Hello everyone,
The RNA-seq data from TCGA contain the Z-SCORE, instead of RPKM values. I wanted to perform analysis of TCGA data and GTEx data. But the problem is GTEx data contains RPKM and counts values. There is a tutorial explaining the Z-score calculation (http://dept.stat.lsa.umich.edu/~kshedden/Python-Workshop/gene_expression_comparison.html), but I am not sure it works for RNA-seq or it is the correct tutorial.
Can someone please guide me how to calculate the z-score of genes using GTEx RNA-seq data (RPKM and count data). If possible verify the above link, is it correct code.
Thanks
Where are you downloading your TCGA data? TCGA Data Portal or elsewhere? TCGA provides 2 types of RNAseq data. The older pipeline is just called RNAseq, while the newer pipeline is referred to as RNAseqV2. Which one are you using? Both version provide the raw counts as well as RPKM for the old pipeline and RSEM scaled estimate counts for the RNAseqV2 data. These data are not z-scores. Please see this site for more details on RNAseqV2 data: https://wiki.nci.nih.gov/display/TCGA/RNASeq+Version+2
Thanks for the reply and the link.

++++++++

*COMPLETE THE FOLLOWING*
- 1) In the thread about TCGA and GTEx RNA-seq data, what name is given to TCGA's newer RNA-seq pipeline?
- 2) Carry on the thread about TCGA and GTEx RNA-seq data after its final post.

*INFORMATION GIVEN*
++++++++

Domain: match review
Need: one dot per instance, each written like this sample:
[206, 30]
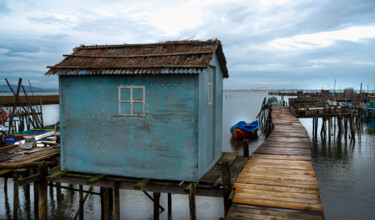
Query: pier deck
[278, 181]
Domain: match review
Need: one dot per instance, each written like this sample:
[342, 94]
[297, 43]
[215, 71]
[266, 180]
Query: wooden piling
[110, 198]
[245, 147]
[227, 186]
[156, 196]
[36, 195]
[169, 206]
[107, 215]
[329, 128]
[15, 196]
[6, 184]
[43, 172]
[193, 214]
[81, 202]
[117, 200]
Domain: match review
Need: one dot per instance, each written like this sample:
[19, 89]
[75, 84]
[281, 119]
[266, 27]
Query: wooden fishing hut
[142, 110]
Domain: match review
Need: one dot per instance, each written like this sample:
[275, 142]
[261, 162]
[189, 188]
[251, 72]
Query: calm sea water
[345, 173]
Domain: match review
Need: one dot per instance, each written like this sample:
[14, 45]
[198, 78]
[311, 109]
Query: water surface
[345, 173]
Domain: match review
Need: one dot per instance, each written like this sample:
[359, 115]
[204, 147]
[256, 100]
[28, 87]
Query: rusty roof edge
[193, 42]
[222, 61]
[140, 55]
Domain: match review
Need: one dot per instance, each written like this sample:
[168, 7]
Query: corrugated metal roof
[174, 57]
[83, 72]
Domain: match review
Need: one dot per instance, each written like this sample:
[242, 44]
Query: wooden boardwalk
[278, 181]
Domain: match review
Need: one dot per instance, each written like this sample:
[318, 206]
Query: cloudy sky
[267, 43]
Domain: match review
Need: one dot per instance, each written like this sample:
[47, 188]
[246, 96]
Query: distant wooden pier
[278, 181]
[44, 99]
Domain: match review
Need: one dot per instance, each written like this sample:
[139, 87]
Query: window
[131, 100]
[209, 93]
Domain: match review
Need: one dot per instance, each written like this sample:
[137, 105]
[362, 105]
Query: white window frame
[209, 94]
[131, 100]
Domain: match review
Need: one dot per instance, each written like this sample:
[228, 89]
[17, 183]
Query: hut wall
[162, 144]
[210, 117]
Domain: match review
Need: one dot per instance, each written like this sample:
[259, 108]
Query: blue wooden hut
[142, 110]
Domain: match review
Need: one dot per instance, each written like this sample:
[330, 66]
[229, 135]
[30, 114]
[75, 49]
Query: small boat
[244, 130]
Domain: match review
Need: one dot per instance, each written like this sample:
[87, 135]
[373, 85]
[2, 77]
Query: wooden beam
[117, 200]
[142, 55]
[127, 67]
[43, 172]
[29, 179]
[156, 196]
[140, 185]
[57, 175]
[192, 208]
[95, 179]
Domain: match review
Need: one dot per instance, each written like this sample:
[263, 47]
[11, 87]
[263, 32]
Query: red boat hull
[240, 134]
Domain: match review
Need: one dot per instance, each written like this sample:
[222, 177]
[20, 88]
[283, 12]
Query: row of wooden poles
[25, 117]
[344, 126]
[109, 197]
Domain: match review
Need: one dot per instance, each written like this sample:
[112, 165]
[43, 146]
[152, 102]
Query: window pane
[125, 94]
[137, 94]
[125, 108]
[137, 108]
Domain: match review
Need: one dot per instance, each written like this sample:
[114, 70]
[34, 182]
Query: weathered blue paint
[179, 138]
[209, 118]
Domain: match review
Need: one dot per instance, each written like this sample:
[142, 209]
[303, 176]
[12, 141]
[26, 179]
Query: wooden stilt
[15, 197]
[329, 128]
[156, 196]
[6, 184]
[227, 186]
[80, 202]
[117, 200]
[107, 215]
[245, 146]
[58, 190]
[26, 190]
[110, 198]
[169, 206]
[36, 196]
[101, 203]
[346, 128]
[43, 172]
[193, 214]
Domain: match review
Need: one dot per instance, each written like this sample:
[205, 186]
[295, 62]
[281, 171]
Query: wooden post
[193, 214]
[156, 196]
[169, 206]
[58, 190]
[117, 200]
[329, 128]
[110, 199]
[313, 128]
[80, 202]
[15, 197]
[105, 204]
[36, 195]
[227, 186]
[101, 203]
[26, 189]
[43, 172]
[5, 184]
[245, 147]
[346, 128]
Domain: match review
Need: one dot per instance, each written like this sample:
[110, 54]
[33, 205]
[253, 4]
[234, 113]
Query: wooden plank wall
[278, 181]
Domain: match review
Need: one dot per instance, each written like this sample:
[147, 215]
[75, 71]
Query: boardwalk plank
[279, 174]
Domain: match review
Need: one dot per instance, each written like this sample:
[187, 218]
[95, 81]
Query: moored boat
[244, 130]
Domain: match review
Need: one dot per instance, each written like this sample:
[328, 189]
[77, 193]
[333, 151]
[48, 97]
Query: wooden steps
[278, 181]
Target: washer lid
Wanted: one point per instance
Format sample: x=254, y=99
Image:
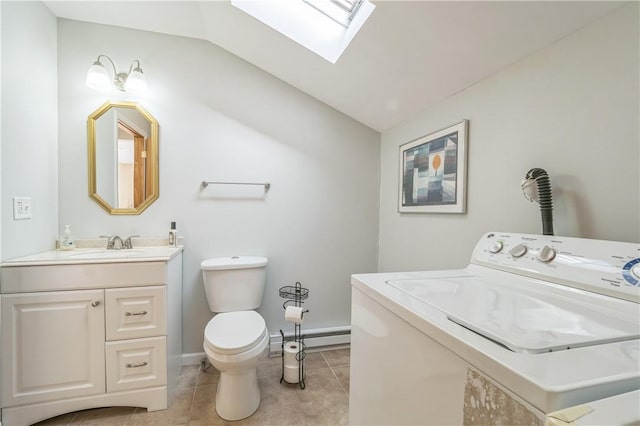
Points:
x=233, y=332
x=233, y=262
x=521, y=320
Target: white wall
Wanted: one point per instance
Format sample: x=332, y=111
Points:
x=572, y=109
x=223, y=119
x=29, y=127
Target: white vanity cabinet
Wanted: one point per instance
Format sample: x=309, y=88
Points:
x=88, y=334
x=52, y=345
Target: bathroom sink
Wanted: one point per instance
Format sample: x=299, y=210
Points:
x=106, y=254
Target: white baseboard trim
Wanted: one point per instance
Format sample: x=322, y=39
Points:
x=315, y=339
x=193, y=358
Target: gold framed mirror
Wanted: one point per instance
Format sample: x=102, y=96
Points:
x=123, y=157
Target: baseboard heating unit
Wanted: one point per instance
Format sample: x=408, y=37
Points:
x=313, y=338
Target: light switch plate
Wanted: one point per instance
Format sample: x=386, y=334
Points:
x=21, y=208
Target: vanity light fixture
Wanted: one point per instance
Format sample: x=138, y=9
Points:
x=134, y=81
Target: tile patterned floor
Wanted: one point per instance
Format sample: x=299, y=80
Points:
x=324, y=401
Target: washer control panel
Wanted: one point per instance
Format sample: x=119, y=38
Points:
x=605, y=267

++++++++

*ANSWERS*
- 1) RNAseqV2

- 2)
I have download the data directly from COSMIC. Below is the head of the expression file:
I think z-score is easy to understand and explain. So, I wanted to convert the GTEx data (counts or RPKM) values into z-score. Please advised how to convert the GTEx data into z-score, I have both the reads and counts. Below is the sample of GTEx data:
Thanks
I don't use COMIC much, so I researched this a little. My thought would be to calculate the z-score like COSMIC does, but the problem is that the help file they link to for more information is broken. You may want to contact them about this. Then I found this Biostars answer by @David Fredman TCGA: What are mRNA expression z-scores? Does TCGA have mRNA expression from controls?, which I think answers your question. It looks like COSMIC uses the z-score so that they can have comparable gene expression across various platforms in TCGA; however, it is not clear if COSMIC calculated them or they were taken straight from TCGA. I think this is a good way to go since you are comparing yet another platform. However, note in the response by @David Fredman that TCGA uses the distribution of the normal tissues (sometimes!) as the control distribution. You should be careful comparing these z-scores to your data if you do not have a comparable control to use because you will get false positive results. My suggestions would be to 1) contact COSMIC to see how they calculated theses z-scores and 2) if that doesn't work out to download the original TCGA count data and calculate the z-scores yourself so that you know what is being used as the control distribution.
Just out of curiosity, are you trying to compare GTEx & TCGA? If yes, then why not use only TCGA as it already has data for matched Normal-Tumor samples.
Never gave it a thought. Thanks!